Enunciado da tarefa
Diga se cada afirmação a seguir está de acordo com o texto sobre o Café Jardim, respondendo sim ou não e citando literalmente as palavras do texto que decidem a questão. 1. Emilio Mencarini era alfaiate. 2. O Café Jardim foi instalado em um bairro industrial. 3. O registro da marca Café Jardim foi obtido no mesmo dia em que foi requerido.

Texto de apoio
▬▬▬

Total de visualizações de página

6 de out. de 2011

Café Jardim

          Como bem lembra o médico Henrique Walter Pinotti, a Companhia Jardim nasceu de imigrantes italianos empreendedores que prosperaram com audácia e muito trabalho, sobretudo, com organização empresarial e a prática cotidiana. Recordado pela família, o fundador do Café Jardim possui interessante trajetória. Oriundo de Capannori, ao lado de Lucca, na região italiana da Toscana, o alfaiate Emilio Mencarini veio ao Brasil e fixou-se em São Paulo em busca de oportunidades.
          Em 20 de novembro de 1890, o italiano visionário abriu seu negócio: o Café Jardim. O local escolhido foi em um sobrado no Campo da Luz, que antes havia sido o Caminho do Guaré, e com a denominação atual de Avenida Tiradentes, num bairro não industrial. Este imóvel no número 14 (ou 12-A) ficava em frente ao Jardim Público e que, serviu de inspiração para o nome da empresa. Esta bela área verde, o bucólico Jardim Botânico, foi aberto ao público em 1825, tendo sido reformado à moda europeia e atualmente se denomina Parque da Luz. O negócio de Emilio Mencarini situava-se entre o Seminário Episcopal e o Quartel da Luz, próximo ao Mosteiro da Luz, à Escola Politécnica e à Casa da Correção. Como lembrava Renato Mencarini, por dispor de carroça puxada a burro, o avô Emilio entregava o café moído e torrado aos armazéns paulistanos.
          O início foi repleto de muito trabalho e persistência. À época, na transição do Império para a República, a Crise do Encilhamento caracterizou-se pela especulação desenfreada sobre empréstimos e financiamentos contraídos por investidores para a abertura de empresas, vindo a fazer muitas empresas falirem, o Poder Público endividar-se muito, sobretudo, ao gerar enorme desemprego.
          A empresa cresceu com a inauguração da Estação da Luz, oficialmente em 1º de março de 1901, a partir de outra construção mais simples, com o investimento maciço da São Paulo Railway (conhecida como Inglesa). Anos depois, a situação financeira e econômica do país melhorou com medidas austeras (ajuste fiscal) e empréstimo externo (Funding Loan). Por conseguinte, os comerciantes e as sociedades voltaram a surgir, crescer e gerar riquezas e postos de trabalho.
          Não apenas seu negócio, como também Emilio Mencarini ergueu uma grande família. Contraiu núpcias com Dona Isolina Guide. Vieram-lhes os filhos: João, Irma, Norma, Marino e Bruno. Os negócios prosperaram, em meio a inúmeros desafios. Em 1911, no imóvel da Rua Dutra Rodrigues, número 9 (posteriormente 33), Emilio Mencarini produzia açúcar refinado. Em 8 de maio de 1914, requereu perante a Junta Comercial do Estado de São Paulo o registro da marca Café Jardim, vindo a obter em sessão desse órgão no dia seguinte.

▬▬▬

Itens extraídos
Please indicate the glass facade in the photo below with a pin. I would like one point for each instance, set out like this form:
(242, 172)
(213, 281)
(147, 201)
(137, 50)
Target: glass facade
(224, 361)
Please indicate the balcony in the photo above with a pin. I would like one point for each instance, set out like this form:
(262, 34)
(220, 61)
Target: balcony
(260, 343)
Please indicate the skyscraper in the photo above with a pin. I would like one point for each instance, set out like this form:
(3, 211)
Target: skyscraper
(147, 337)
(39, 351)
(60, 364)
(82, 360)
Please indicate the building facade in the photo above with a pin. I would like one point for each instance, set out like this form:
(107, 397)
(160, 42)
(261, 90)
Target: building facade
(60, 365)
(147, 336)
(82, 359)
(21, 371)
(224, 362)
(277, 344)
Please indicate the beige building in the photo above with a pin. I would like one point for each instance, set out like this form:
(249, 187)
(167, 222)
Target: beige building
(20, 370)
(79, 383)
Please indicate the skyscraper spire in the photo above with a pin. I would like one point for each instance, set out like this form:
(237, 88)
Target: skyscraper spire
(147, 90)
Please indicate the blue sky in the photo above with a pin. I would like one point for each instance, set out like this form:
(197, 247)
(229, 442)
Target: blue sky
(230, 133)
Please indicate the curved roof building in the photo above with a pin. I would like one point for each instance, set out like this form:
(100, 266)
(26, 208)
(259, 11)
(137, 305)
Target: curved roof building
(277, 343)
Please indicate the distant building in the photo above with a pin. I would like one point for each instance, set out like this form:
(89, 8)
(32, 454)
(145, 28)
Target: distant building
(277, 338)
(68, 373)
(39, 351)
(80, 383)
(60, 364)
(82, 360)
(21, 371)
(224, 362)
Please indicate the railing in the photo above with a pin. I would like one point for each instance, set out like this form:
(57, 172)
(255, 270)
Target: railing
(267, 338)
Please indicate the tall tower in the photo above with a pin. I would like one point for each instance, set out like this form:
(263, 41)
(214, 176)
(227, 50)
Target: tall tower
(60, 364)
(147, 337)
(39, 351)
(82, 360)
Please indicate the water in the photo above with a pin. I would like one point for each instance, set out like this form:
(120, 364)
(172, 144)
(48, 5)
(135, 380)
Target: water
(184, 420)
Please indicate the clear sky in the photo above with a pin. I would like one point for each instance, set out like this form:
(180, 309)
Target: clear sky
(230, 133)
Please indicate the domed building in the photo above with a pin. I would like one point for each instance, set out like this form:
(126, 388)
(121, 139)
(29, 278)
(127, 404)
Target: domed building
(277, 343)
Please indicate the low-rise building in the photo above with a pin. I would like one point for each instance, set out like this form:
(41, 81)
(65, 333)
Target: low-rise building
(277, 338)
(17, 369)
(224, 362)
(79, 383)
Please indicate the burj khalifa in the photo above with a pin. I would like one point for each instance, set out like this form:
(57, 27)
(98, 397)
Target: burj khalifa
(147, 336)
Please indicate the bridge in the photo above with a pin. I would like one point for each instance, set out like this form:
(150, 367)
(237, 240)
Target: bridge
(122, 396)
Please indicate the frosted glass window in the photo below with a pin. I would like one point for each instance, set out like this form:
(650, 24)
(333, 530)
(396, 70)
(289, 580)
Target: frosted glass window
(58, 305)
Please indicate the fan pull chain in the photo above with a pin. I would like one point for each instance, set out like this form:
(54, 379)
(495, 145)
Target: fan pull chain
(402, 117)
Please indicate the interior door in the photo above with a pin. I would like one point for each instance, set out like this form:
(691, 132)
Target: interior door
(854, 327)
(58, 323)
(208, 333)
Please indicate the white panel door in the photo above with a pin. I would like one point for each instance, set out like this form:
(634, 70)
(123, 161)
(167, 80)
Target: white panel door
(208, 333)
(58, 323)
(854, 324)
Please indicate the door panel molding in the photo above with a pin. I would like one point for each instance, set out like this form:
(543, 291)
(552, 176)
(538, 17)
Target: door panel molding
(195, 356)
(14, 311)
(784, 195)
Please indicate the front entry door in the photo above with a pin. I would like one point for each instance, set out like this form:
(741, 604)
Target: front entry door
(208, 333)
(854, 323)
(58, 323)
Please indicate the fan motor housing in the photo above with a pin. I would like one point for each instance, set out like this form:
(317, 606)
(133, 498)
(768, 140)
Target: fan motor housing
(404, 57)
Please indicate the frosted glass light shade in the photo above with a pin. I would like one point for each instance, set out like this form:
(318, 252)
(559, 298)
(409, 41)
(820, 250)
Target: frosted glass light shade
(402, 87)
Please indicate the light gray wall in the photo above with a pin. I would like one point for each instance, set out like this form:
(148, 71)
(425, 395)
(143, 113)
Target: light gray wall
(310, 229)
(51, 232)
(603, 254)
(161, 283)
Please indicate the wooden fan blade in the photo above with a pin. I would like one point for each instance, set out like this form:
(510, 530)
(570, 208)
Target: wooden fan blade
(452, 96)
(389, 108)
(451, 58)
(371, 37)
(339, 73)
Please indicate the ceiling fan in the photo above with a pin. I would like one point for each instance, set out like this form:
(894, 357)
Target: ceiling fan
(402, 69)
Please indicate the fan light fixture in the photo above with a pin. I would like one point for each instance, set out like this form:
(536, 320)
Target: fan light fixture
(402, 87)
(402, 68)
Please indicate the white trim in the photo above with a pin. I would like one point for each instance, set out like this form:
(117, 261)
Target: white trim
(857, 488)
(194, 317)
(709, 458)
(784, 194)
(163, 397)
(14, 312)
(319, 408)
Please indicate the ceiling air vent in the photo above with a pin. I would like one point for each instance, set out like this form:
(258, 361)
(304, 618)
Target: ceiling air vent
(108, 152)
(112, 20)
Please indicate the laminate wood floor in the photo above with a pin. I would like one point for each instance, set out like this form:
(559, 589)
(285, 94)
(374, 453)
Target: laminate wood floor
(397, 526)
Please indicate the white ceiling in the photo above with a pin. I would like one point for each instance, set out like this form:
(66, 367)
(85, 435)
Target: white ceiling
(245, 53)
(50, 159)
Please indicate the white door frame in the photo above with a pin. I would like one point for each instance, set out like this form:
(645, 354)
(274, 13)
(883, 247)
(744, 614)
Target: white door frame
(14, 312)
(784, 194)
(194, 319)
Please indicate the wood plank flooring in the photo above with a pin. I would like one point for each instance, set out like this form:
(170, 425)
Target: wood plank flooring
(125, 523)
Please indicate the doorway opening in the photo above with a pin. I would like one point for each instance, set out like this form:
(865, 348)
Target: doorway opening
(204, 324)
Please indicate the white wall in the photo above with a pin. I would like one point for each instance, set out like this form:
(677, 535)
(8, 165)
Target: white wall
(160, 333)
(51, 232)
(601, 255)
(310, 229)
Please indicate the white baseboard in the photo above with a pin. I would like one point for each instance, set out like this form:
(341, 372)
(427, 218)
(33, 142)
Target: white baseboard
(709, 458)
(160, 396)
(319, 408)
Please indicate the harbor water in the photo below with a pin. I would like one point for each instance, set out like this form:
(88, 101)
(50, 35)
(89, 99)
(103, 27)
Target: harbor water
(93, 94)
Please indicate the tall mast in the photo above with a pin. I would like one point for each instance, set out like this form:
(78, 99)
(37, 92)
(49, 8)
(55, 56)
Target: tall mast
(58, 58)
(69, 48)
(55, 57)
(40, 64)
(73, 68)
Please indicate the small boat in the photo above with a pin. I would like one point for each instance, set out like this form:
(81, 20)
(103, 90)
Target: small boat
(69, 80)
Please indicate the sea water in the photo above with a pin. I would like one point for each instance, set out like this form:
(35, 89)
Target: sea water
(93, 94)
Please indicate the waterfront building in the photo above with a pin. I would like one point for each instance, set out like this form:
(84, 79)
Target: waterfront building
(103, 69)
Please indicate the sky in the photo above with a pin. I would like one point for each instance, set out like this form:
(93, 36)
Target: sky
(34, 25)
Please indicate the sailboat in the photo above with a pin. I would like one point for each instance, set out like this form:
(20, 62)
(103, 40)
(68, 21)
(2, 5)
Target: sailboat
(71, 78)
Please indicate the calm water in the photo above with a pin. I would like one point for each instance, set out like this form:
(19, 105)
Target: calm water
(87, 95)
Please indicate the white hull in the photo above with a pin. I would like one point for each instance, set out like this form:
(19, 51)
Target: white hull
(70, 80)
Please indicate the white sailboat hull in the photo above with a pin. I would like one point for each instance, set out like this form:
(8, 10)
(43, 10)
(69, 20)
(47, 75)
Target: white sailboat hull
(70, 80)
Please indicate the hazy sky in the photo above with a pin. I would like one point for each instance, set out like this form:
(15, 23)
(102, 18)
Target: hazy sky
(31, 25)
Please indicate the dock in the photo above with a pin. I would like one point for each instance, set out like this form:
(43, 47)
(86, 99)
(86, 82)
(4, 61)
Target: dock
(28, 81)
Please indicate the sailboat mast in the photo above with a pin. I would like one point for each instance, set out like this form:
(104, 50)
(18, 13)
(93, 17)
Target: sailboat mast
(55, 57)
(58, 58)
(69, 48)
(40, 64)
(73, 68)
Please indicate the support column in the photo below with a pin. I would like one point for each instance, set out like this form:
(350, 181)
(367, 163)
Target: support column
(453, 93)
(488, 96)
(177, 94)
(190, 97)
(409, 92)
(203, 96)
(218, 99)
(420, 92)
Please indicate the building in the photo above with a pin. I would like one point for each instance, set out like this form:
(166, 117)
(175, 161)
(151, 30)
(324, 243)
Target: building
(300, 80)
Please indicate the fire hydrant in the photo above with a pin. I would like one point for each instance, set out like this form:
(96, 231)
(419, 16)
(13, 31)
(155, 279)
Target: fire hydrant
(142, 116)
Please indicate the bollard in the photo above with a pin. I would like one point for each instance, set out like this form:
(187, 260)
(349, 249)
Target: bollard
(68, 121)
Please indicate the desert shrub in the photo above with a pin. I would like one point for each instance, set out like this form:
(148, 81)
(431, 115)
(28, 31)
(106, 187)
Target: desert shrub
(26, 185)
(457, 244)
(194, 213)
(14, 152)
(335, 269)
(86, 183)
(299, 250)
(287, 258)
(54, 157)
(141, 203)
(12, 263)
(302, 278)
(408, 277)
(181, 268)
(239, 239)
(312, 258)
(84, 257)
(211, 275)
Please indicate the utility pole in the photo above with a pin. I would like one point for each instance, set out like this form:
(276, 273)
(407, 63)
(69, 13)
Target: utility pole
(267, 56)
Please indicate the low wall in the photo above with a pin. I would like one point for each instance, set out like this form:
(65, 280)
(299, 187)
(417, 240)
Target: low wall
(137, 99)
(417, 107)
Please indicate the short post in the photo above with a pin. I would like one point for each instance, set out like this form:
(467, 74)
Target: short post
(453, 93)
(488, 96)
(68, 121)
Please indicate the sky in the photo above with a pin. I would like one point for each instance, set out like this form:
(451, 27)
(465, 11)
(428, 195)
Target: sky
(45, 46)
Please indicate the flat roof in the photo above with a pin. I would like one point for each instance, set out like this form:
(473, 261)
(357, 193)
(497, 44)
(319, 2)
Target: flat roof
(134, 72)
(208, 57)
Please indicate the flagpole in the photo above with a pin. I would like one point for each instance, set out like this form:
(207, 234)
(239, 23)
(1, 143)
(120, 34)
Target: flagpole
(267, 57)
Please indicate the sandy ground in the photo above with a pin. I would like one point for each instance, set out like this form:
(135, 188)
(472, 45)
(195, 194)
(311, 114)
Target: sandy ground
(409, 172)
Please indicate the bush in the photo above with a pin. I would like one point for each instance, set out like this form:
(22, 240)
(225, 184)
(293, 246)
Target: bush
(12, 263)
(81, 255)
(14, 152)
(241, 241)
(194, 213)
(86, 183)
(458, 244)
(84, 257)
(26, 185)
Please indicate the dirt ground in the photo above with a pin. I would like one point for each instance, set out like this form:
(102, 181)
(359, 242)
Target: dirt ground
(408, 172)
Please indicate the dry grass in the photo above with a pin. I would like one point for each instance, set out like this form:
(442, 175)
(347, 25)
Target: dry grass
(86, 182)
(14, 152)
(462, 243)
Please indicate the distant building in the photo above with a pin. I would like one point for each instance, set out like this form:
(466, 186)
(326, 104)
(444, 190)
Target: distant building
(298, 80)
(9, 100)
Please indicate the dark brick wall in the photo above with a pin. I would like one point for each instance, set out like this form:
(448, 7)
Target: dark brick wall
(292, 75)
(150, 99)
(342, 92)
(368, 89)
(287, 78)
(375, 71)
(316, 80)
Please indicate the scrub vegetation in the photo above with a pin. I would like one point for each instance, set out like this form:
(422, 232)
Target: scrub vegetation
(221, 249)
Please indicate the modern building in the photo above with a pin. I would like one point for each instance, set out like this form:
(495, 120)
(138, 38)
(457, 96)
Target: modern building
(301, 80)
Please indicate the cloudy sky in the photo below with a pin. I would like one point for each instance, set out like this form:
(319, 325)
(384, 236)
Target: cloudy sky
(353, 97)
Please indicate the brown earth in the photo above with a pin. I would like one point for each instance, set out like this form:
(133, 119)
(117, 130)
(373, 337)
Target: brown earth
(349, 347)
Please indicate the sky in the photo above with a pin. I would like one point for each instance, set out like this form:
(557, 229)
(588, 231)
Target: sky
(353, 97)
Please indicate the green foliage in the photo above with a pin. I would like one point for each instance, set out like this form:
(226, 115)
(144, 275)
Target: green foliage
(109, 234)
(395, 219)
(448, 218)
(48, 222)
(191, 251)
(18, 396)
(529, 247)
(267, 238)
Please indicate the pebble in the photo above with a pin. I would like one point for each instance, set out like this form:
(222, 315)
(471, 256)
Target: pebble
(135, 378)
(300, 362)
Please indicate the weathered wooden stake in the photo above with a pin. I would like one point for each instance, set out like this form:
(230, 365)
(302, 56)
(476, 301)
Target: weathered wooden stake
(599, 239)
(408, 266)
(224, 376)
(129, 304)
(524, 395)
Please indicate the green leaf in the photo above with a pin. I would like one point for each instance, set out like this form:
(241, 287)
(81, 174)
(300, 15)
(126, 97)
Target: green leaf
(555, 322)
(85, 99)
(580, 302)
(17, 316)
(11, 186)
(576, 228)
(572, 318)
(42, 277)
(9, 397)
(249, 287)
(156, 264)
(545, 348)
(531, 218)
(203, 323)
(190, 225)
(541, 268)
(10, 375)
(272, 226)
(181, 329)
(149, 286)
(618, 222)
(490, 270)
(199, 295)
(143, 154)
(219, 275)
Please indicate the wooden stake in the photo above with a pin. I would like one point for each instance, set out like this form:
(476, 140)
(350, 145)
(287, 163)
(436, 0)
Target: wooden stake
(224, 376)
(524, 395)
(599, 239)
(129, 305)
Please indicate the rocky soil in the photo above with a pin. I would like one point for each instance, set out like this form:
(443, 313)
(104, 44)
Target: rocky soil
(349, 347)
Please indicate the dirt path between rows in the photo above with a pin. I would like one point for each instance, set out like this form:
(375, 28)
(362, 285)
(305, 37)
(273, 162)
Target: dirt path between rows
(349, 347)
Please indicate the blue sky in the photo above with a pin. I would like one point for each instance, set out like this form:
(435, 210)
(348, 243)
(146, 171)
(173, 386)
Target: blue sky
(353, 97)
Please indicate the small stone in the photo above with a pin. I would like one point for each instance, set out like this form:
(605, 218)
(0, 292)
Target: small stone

▬▬▬

Resposta da tarefa
1. Sim: "o alfaiate Emilio Mencarini veio ao Brasil".
2. Não: "num bairro não industrial".
3. Não: "vindo a obter em sessão desse órgão no dia seguinte".